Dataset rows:
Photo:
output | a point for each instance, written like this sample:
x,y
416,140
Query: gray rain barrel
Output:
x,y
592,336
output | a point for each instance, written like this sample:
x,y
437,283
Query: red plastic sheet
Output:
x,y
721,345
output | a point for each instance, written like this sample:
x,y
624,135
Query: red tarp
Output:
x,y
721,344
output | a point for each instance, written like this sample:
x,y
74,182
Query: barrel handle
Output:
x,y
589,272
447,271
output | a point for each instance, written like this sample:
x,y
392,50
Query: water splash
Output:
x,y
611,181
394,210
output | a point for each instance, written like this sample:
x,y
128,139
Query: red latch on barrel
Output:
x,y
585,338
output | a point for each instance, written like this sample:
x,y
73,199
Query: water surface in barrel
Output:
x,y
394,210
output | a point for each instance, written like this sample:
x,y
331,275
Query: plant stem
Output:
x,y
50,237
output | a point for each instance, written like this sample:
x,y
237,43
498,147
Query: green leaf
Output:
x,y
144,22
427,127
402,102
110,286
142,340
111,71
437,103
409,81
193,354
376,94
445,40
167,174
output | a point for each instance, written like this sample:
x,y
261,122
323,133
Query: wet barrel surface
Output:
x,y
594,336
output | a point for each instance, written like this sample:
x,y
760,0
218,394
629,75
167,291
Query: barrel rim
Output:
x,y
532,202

--

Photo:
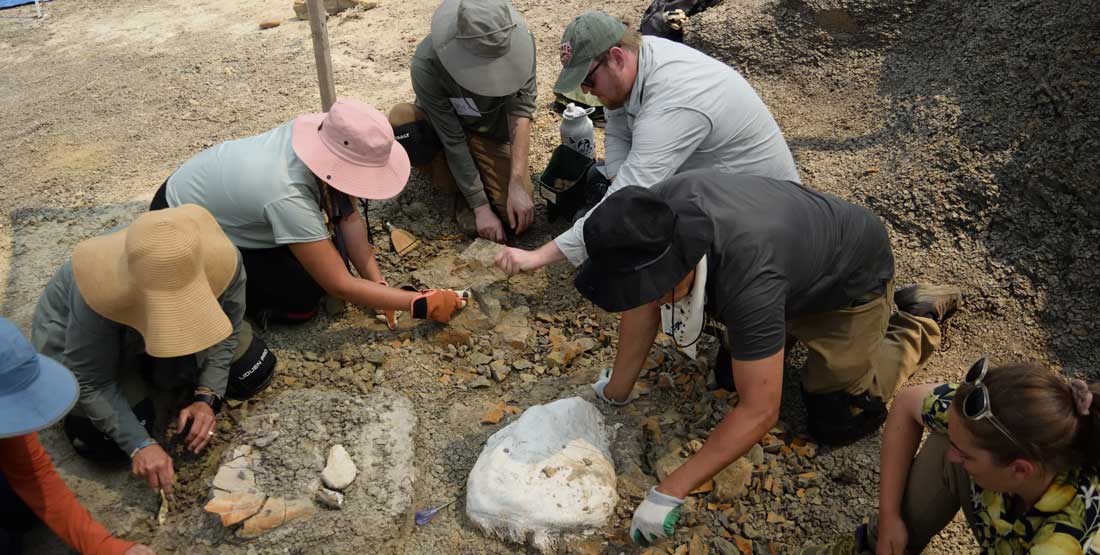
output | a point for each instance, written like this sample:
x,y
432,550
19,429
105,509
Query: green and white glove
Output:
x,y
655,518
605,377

Exercise:
Please show every line of the data above that contains the string "Query". Case counts.

The answer:
Query: gray rain barrel
Query: red plastic sheet
Query: red tarp
Query: barrel handle
Query: water splash
Query: red latch on barrel
Query: water surface in barrel
Query: plant stem
Query: green leaf
Query: wet barrel surface
Query: barrel rim
Query: green and white glove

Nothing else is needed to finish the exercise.